• _GIVEN PASSAGE_:

Efficient Drawer-Front Installation
In this long, detailed discussion, cabinet pros swap techniques for attaching drawer fronts and discuss how to improve efficiency and accuracy of this fussy and time-consuming step. September 8, 2007
Question
I have a three man shop. We do 32mm cabinets and we do our own installs. I'm looking at the top three time consumers at every project we do, and one that consistently comes up is setting drawer fronts. One of my workers and I come from the yacht business where fussy is rewarded, but our method of mounting drawer fronts needs a reality check for the kitchen and bath market. Here's how we do it on a typical drawer stack with 1/8" reveals:
1. Put a strip of clear mylar tape on the back of the drawer front (makes for easy removal of hot glue blob in step 6).
2. Drill 1/4" holes on drawer box corners (say upper left and lower right), and 5/32 holes on the remaining corners.
3. Clamp a straightedge to the cabinet bottom.
4. Set the first drawer on 1/8" spacers on the straightedge and push into position with hot glue blobs applied to the mylar tape. Let the glue kick for a few seconds.
5. Open the drawer. Using the 1/4" holes, sink a couple washer head screws, then remove them.
6. Twist the drawer front off. Peel off the mylar tape and hot glue blobs. Reattach the drawer front with the screw holes made in step 5.
7. Align the drawer (involves opening and closing the drawer, loosening and tightening the screws a bunch until happy). Fasten w/ 2 remaining screws. Move to next drawer up, lather, rinse, and repeat.
Does anyone have a better method you’d want to share? I just saw the Blum drawer front align-o-matic inserts but figure it's not much of a timesaver over my existing method. By the way, I'm using Tandems for nice kitchens and 230E for cheapies.
Forum Responses
(Cabinetmaking Forum)
From contributor A :
For insets, when possible (access from the top of the cabinet) I set the front on a spacer and clamp the front to the drawer using two large faceframe clamps. Open the drawer, drill, screw, done.
From contributor B:
Kitchens are the easiest in terms of drawer alignment since you generally only have 2-3 different heights, and yes your process is far too time-consuming. Here is the solution:
Make a template for each height drawer front you produce, same height as the front; length doesn't matter too much, 2' is a good start. Now drill your holes in the fronts of the drawers and mark the exact hole locations on the template. Drill out the marks you made to the same size hole you use in the drawers (I use 5/16" holes, more room for adjusting). Now simply use the template to mark the backside of all your drawer fronts, pre-drill on the drill press, and your fronts will fit like a glove with plenty of adjustment to spare.
If you’re clever you'll quickly figure out how to make a couple small changes to the jig so it marks both the drawers and drawer fronts, saving even more time. In case you haven't figured it out, the reason length doesn't matter is because you can slide the jig side to side for any width drawer.
From contributor C:
I use a two-step process: Attach double-face acrylic tape to the fronts of the drawer boxes when they are in the cabinets. Starting from the bottom, push the drawer fronts onto the tape using thin spacers on top of the last-installed drawer front as you go up the stack.
Carefully pull the drawers forward on the slides and install two or more screws from the back side of the drawer box fronts into the drawer fronts. You're finished, and you never even had to take the drawers completely out of their holes.
From contributor D:
Why not use drawerfront adjusters?

A block of data:
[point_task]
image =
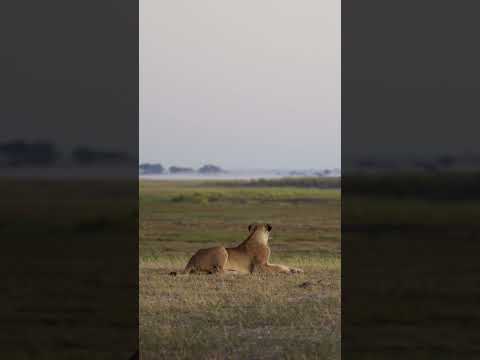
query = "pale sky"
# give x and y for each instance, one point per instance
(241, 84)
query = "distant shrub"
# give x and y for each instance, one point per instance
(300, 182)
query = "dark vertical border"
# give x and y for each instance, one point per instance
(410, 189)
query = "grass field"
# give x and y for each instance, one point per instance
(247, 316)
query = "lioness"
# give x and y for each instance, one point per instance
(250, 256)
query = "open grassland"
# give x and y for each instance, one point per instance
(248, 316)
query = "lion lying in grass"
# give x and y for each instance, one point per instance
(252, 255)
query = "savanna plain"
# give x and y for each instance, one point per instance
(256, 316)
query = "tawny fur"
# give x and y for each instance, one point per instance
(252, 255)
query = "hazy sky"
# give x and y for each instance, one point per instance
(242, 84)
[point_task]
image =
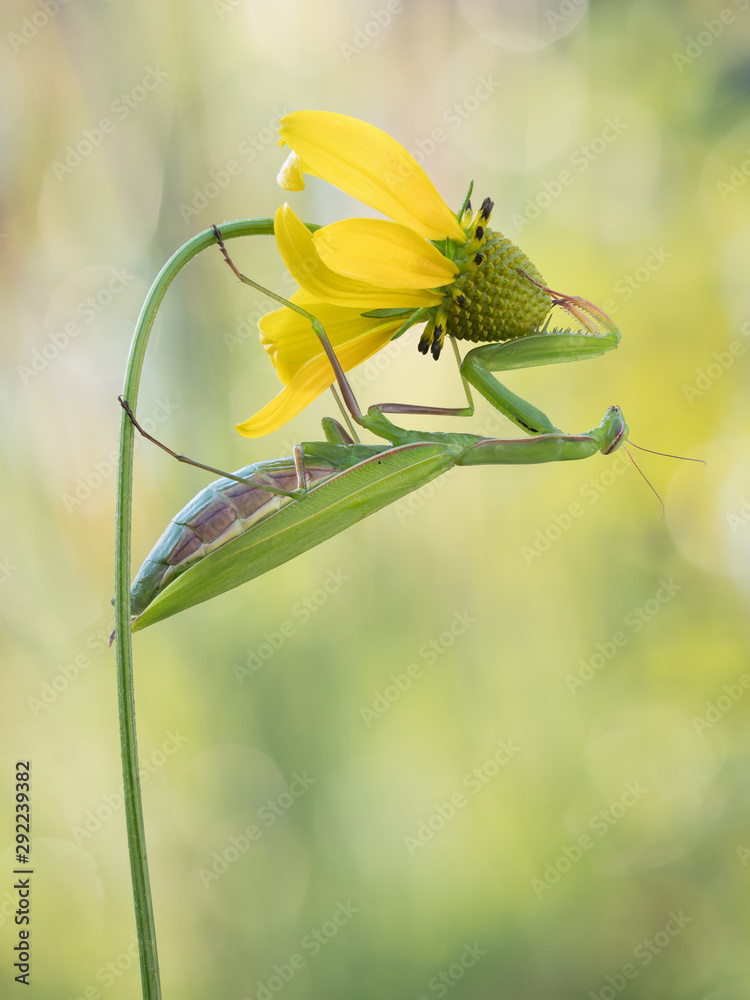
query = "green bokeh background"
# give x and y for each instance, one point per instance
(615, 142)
==
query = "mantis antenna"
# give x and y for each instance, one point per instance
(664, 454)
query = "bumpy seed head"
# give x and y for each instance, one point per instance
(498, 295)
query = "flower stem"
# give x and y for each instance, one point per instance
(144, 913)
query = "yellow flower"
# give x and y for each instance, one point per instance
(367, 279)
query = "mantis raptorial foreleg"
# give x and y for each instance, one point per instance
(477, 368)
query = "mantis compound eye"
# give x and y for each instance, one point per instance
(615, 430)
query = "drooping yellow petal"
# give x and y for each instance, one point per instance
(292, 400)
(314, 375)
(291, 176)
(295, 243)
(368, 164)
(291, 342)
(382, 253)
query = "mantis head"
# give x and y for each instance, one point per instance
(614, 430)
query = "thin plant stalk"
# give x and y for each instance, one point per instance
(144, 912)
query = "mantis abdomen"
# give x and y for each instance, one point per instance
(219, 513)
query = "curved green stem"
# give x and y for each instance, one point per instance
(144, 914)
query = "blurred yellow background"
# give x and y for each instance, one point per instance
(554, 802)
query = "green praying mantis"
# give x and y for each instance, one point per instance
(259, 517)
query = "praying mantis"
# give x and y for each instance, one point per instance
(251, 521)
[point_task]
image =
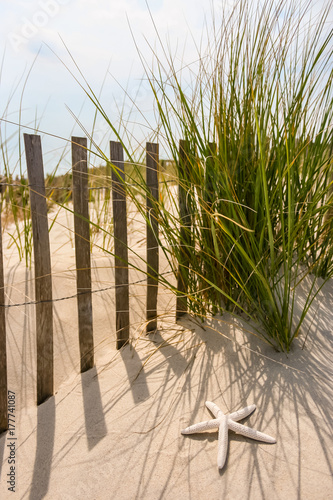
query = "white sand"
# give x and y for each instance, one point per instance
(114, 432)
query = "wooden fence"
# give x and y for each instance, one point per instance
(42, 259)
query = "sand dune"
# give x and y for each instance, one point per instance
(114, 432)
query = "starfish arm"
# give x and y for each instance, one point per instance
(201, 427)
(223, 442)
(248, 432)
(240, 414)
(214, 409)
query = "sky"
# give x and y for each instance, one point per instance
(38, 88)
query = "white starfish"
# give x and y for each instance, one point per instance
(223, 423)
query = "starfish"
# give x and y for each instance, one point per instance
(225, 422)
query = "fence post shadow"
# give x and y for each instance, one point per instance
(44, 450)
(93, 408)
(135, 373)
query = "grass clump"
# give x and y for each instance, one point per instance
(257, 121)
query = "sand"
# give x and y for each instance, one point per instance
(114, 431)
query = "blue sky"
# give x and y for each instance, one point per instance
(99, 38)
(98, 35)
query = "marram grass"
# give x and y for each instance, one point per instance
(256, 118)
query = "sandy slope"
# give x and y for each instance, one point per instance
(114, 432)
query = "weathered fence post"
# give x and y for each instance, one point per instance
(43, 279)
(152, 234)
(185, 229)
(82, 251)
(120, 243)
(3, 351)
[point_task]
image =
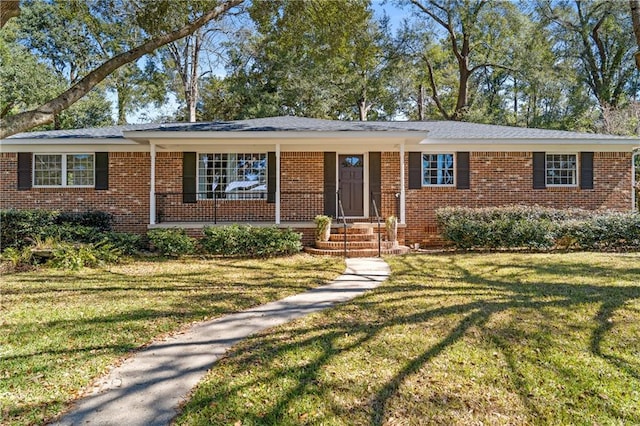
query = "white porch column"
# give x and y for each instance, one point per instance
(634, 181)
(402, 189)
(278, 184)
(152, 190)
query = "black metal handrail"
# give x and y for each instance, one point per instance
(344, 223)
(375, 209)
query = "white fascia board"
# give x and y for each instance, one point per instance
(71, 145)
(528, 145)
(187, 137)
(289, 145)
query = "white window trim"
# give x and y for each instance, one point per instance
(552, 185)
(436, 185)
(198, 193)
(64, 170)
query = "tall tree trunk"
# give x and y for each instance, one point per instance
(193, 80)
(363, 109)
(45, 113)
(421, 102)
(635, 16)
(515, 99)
---
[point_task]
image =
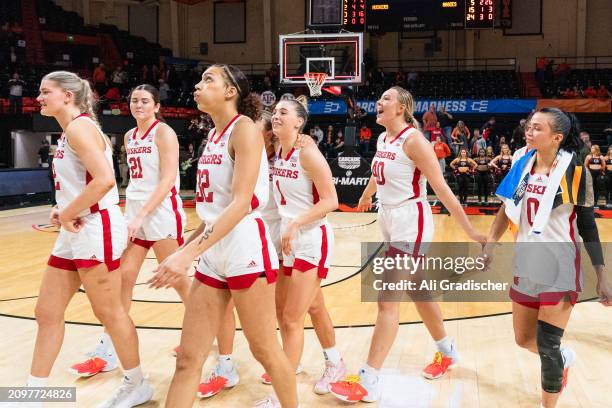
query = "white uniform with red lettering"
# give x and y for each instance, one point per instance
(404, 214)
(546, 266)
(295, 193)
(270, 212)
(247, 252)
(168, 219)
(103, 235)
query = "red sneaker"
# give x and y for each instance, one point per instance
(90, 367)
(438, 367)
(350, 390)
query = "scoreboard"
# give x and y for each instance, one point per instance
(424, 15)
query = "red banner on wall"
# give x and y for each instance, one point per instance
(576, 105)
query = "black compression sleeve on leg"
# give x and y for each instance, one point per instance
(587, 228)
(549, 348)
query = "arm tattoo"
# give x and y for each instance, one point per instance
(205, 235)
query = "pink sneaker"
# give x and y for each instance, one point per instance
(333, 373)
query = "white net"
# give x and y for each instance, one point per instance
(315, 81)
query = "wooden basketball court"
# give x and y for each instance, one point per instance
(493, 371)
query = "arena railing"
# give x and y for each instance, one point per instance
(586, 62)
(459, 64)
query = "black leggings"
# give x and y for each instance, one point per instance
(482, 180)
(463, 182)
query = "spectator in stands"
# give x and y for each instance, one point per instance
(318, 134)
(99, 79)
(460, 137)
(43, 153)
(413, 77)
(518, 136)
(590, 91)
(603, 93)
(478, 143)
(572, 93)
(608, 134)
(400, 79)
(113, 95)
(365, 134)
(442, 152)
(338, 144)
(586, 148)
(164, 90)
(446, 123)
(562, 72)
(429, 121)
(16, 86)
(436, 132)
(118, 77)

• _WHAT IS ASKED_:
1. Pull out every line of the records that contains the string "sneaker".
2. Extend the forum discussion about installing drawer fronts, starting right after its final line.

• _ANSWERS BELOW_:
1.
query = "red sneaker"
query = "pink sneaker"

2.
From contributor E:
I drill 4 mounting holes for the screws. I make them so they are somewhat tight for the screw so it will stay in place. Then I put in the two bottom screws so the tips stick out about 1/8". On my FF cabinets I'll make a 3/32" strip and put it into the opening resting on the bottom, slide the drawer front into the opening keeping the spacing side to side even and push the drawer front onto the screws. Then reach into the cabinet and screw them in. Do a rest run and make sure it stayed put. If it did then tighten the other two screws. If it didn't, loosen the two bottom screws and you get another shot at it with the top ones. If you are doing drawer banks or stacked drawers, just start at the bottom and go up using the lower drawer as your reference.
From contributor F:
Drill a pair of 5/16 holes and a pair of 3/16 holes in each drawer. Use a pair of 5/16 dowel centers, align your first drawer, give it a whack, flip, drill pilots, attach with washer-head screws, adjust, set lock screws when the whole stack is set. We use 1/8 aluminum strip, drop-off from file rails, for spacing.
From contributor G:
We do what Jeff does for euro and face frame - jigs and templates. Because we almost always use the same drawer guides and stay pretty standard in our drawer stacks, templates really save the time, and drawer front adjuster screws really save time too.
We learned the biggest time saver of all is when we have a job with fifty or more drawer heads, we pre-drill all the heads on the point-to-point or by hand and then attach them.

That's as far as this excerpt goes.